Task 1. Quote the stretch from "And Dr. Phil?" through "Yelp is for.)" in the blog post about the New York Times restaurant review.
Task 2. Extend the blog post about the New York Times restaurant review, starting right after its final sentence.

## start Given passage

And Dr. Phil? He said something about a rabbit hugging a hound and that the review was more about the reviewer than the restaurant. I can’t disagree with that either…except maybe the rabbit part. (That MAY have been his comment on the next story about General Petraeus, but I’m sure it could apply here too.)

Frankly, I could argue bother sides here. A truly crappy restaurant may deserve to be called out, so folks don’t waste their hard earned money on an experience that will clearly disappoint them. But I would also say that I generally read reviews to find places to go and NOT to avoid. (That’s what Yelp is for.)

I can't comment on the accuracy of Pete Wells’ claims, because I haven't been there. But I do think this choice of restaurant to review is a bit odd for the New York Times. 

I don’t NEED a review of a “fast casual” restaurant or whatever they call this segment of the restaurant business. Even though Wells thought the prices were high for the quality of the food, I depend on other palates ESPECIALLY when I’m going to be spending a lot of money and I want to know if it’s going to be worth it

Plus I like having a preview of the dining experience and tips as to which dishes are the most successful – again, because if the restaurant is pricey, I don’t want to regret my choice. 

Most of us don’t have unlimited dining dollars. We depend on reviews, especially in New York and in the New York Times, to guide us to reliable places. There is a place in the paper for reviews of less fancy places, so that’s where this should have gone, if it was to be reviewed at all. 

And I do agree that the sarcastic question form that the review was written in felt a little personal. Actually, a lot personal. It included passages like these:
"What exactly about a small salad with four or five miniature croutons makes Guy’s Famous Big Bite Caesar (a) big (b) famous or (c) Guy’s, in any meaningful sense?"
“Hey, did you try that blue drink, the one that glows like nuclear waste? The watermelon margarita? Any idea why it tastes like some combination of radiator fluid and formaldehyde?”
Please! If it was really that bad, then did the review really belong in the pages of the New York Times? (I like this question thing!)  I’m pretty sure that the majority of people reading restaurant reviews are interested in learning about places they SHOULD go, not the opposite. It’s almost like giving a recipe that you know is bad…just to demonstrate that someone gave you a bad recipe. What’s the point?!!

That old expression about something shedding more heat than light applies here. The major purpose of the review seemed to be to stir up controversy and not to provide useful information. We didn’t learn about a great new place to eat; we found instead just how nasty and arrogant a reviewer could be.

5 comments:

The Short (dis)Order Cook said...

Clearly this reviewer did have an agenda. He wanted to give a big F.U. to both the Food Network and its dumbed down personalities as well as to big-box restaurants. He was giving the finger not just to the restaurant but to Guy, and Sandra, and Rachael, and Applebees, and Friday's, and Olive Garden, and every other purveyor of processed restaurant meals and shortcut cooks.


Did the restaurant deserve this? I'm sure many people say it did. Bad food should be called out before people waste their time and money, right?

I think it's a foregone conclusion that a restaurant of this size is not going to be good. Mass produced food never is. I don't think the kind of people who would read NY Times food reviews would expect anything great from this type of restaurant. I get the impression that this is not the restaurant for NY-Times-Reading foodies. In fact, it seems there is a backlast among the FN-loving crowd who say, "Let's eat here and give a finger back to the elitists."

## end Given passage
## start Supplied data

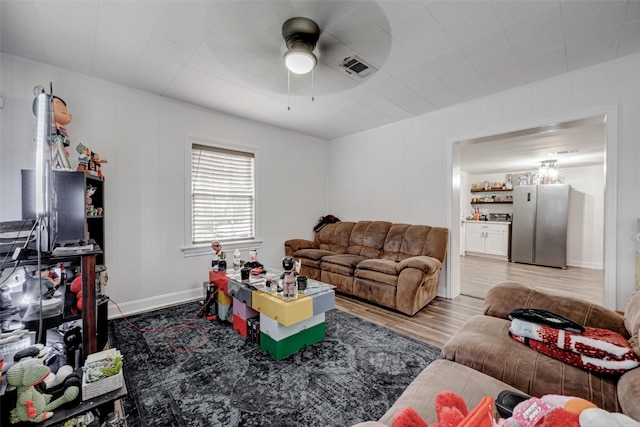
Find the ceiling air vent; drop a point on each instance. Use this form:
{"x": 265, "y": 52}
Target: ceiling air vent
{"x": 355, "y": 66}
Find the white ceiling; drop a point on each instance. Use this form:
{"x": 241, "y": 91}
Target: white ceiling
{"x": 569, "y": 144}
{"x": 227, "y": 55}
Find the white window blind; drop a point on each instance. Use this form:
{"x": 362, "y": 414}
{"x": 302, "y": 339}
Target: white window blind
{"x": 223, "y": 194}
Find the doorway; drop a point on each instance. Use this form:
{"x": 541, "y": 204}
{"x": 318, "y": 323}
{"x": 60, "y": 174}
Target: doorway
{"x": 504, "y": 145}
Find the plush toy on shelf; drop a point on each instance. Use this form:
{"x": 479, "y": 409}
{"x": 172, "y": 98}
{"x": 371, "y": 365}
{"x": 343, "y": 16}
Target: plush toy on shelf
{"x": 89, "y": 161}
{"x": 59, "y": 137}
{"x": 32, "y": 405}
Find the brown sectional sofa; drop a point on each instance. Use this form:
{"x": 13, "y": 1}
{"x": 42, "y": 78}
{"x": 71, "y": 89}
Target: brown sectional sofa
{"x": 394, "y": 265}
{"x": 482, "y": 360}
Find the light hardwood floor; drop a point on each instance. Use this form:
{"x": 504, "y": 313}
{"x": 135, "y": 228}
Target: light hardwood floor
{"x": 442, "y": 318}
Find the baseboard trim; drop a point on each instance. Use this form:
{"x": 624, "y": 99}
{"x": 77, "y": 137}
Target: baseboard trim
{"x": 577, "y": 263}
{"x": 153, "y": 303}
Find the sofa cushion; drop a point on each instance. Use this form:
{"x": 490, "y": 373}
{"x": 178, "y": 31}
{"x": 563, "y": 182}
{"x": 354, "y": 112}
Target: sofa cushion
{"x": 443, "y": 375}
{"x": 380, "y": 265}
{"x": 378, "y": 270}
{"x": 393, "y": 242}
{"x": 314, "y": 254}
{"x": 343, "y": 263}
{"x": 483, "y": 343}
{"x": 367, "y": 238}
{"x": 335, "y": 237}
{"x": 505, "y": 296}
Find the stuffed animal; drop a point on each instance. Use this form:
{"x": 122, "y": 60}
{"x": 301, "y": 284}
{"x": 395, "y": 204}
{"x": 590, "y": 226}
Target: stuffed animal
{"x": 32, "y": 405}
{"x": 451, "y": 411}
{"x": 59, "y": 137}
{"x": 548, "y": 411}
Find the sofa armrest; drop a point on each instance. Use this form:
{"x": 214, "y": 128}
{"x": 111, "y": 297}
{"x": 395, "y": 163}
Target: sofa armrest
{"x": 292, "y": 245}
{"x": 425, "y": 263}
{"x": 505, "y": 296}
{"x": 628, "y": 392}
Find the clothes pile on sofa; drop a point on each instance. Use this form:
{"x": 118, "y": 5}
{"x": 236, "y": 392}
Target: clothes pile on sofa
{"x": 482, "y": 359}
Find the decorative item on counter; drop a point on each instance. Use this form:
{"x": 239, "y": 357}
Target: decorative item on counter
{"x": 59, "y": 138}
{"x": 222, "y": 263}
{"x": 289, "y": 278}
{"x": 216, "y": 249}
{"x": 236, "y": 260}
{"x": 84, "y": 154}
{"x": 301, "y": 283}
{"x": 94, "y": 164}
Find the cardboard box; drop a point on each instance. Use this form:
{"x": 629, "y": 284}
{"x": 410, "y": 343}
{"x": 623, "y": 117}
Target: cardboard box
{"x": 97, "y": 388}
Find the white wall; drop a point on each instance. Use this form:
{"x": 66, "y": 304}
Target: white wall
{"x": 585, "y": 230}
{"x": 400, "y": 172}
{"x": 142, "y": 137}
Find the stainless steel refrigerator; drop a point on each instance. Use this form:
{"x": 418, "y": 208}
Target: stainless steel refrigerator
{"x": 539, "y": 224}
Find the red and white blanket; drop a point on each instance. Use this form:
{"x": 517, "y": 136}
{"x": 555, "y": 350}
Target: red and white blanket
{"x": 598, "y": 350}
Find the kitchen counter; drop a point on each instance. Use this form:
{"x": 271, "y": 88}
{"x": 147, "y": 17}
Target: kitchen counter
{"x": 486, "y": 222}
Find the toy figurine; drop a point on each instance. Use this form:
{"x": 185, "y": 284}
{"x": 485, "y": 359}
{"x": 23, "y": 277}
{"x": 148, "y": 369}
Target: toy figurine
{"x": 288, "y": 278}
{"x": 83, "y": 158}
{"x": 94, "y": 163}
{"x": 59, "y": 137}
{"x": 217, "y": 256}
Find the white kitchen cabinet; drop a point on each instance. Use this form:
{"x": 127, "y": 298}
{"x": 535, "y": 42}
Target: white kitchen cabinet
{"x": 485, "y": 238}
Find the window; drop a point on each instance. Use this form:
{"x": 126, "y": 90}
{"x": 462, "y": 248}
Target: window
{"x": 222, "y": 194}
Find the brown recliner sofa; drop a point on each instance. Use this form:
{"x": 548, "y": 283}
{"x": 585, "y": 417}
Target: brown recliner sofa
{"x": 394, "y": 265}
{"x": 481, "y": 359}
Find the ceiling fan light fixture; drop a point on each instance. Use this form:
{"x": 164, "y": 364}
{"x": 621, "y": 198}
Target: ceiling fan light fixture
{"x": 300, "y": 59}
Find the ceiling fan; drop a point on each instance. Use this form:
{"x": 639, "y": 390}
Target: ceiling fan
{"x": 340, "y": 43}
{"x": 300, "y": 35}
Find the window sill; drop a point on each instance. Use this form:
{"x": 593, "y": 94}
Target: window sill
{"x": 227, "y": 247}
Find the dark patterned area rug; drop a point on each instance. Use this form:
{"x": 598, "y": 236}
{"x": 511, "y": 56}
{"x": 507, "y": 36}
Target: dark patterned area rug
{"x": 354, "y": 375}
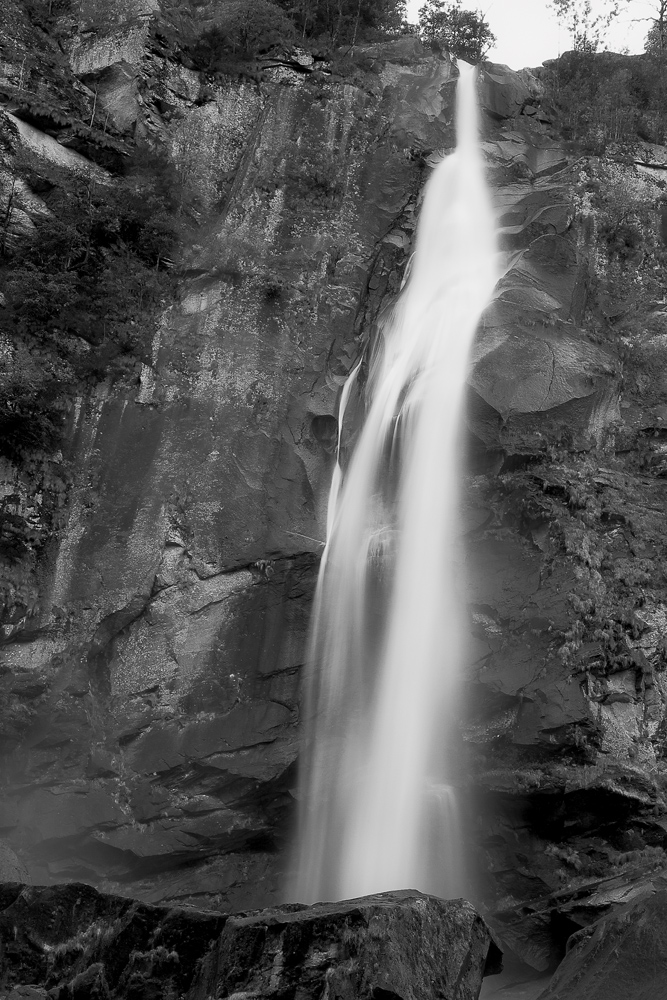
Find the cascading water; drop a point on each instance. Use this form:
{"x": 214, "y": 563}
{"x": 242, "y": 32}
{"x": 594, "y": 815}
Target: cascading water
{"x": 386, "y": 643}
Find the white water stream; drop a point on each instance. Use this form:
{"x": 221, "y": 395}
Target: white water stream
{"x": 386, "y": 645}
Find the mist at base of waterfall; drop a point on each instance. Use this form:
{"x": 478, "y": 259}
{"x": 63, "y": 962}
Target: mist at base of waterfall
{"x": 378, "y": 810}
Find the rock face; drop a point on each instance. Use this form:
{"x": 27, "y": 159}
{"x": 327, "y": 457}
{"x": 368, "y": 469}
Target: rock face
{"x": 624, "y": 955}
{"x": 78, "y": 942}
{"x": 152, "y": 652}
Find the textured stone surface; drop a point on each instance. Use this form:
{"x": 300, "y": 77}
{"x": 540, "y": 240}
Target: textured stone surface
{"x": 151, "y": 659}
{"x": 618, "y": 957}
{"x": 77, "y": 942}
{"x": 401, "y": 944}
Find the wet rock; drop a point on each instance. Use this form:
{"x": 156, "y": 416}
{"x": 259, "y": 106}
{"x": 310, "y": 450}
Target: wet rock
{"x": 81, "y": 943}
{"x": 619, "y": 956}
{"x": 11, "y": 867}
{"x": 503, "y": 92}
{"x": 400, "y": 944}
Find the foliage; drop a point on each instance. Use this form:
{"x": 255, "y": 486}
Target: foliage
{"x": 656, "y": 39}
{"x": 217, "y": 35}
{"x": 586, "y": 22}
{"x": 82, "y": 293}
{"x": 344, "y": 22}
{"x": 241, "y": 28}
{"x": 464, "y": 33}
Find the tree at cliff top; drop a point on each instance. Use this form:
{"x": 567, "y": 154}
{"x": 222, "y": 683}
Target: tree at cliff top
{"x": 656, "y": 39}
{"x": 464, "y": 33}
{"x": 586, "y": 20}
{"x": 345, "y": 22}
{"x": 604, "y": 98}
{"x": 217, "y": 33}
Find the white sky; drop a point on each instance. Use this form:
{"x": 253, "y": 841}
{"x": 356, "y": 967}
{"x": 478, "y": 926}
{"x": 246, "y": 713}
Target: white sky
{"x": 528, "y": 33}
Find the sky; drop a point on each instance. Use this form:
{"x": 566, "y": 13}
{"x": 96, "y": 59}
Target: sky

## end Supplied data

Exercise answer 1.
And Dr. Phil? He said something about a rabbit hugging a hound and that the review was more about the reviewer than the restaurant. I can’t disagree with that either…except maybe the rabbit part. (That MAY have been his comment on the next story about General Petraeus, but I’m sure it could apply here too.)

Frankly, I could argue bother sides here. A truly crappy restaurant may deserve to be called out, so folks don’t waste their hard earned money on an experience that will clearly disappoint them. But I would also say that I generally read reviews to find places to go and NOT to avoid. (That’s what Yelp is for.)

Exercise answer 2.
I do find myself disrespecting Guy for doing this project. His personality annoys me as much as most of the FN cooks do. However, watching his show, I don't think he's a half-bad cook. He's better than many of them. He seems to have good knife skills. He cooks things from scratch and doesn't seem to care if they take a long time. I even saw him make homemade spaetzle once. How many other FN cooks would do that? Then there is his DDD show, where he showcases small-town, mom-and-pop restaurants. Here is a man who beneath his FN-manufactured persona is someone who cares about homemade food and small business.

So what does he do? He opens a big-box restaurant where I'm sure they are probably preparing flash-froze, reheated food like any other big-box restaurant. He's not in the kitchen himself cooking homemade food. His place is just a tourist trap that seems to go against everything he was trying to do over the past few years. In that respect, this restaurant really does need a takedown!

Anonymous said...

I disagree, Sue, the review absolutely belongs in the food section as legitimate look at a celebrity-owned business that looks to capitalize on the reputation of the owner. Just like it was perfectly OK to have a review of Shake Shack in the food section too. The disdain is perfectly in proportion to Fieri's arrogance in thinking he should be able to coast on his reputation. Did he go on the Today show and say "Wow, the review was a little harsh, but we have to take this kind of criticism seriously -- I take full responsibility, and we'll be doing better right away?" No. He preferred to try and indict the reviewer by innuendo, and brush off legitimate questions about poor customer reviews. Here's my prediction -- he will improve things quickly, and the bad publicity will have Fieri fans flocking en masse to eat there and defend him. Since the place will be better almost immediately (because he's not stupid enough not to take this seriously) he'll be able to say "See, they guy just had it in for me." Commence smirking in three, two, one...

Amanda said...
This comment has been removed by the author.
Sue said...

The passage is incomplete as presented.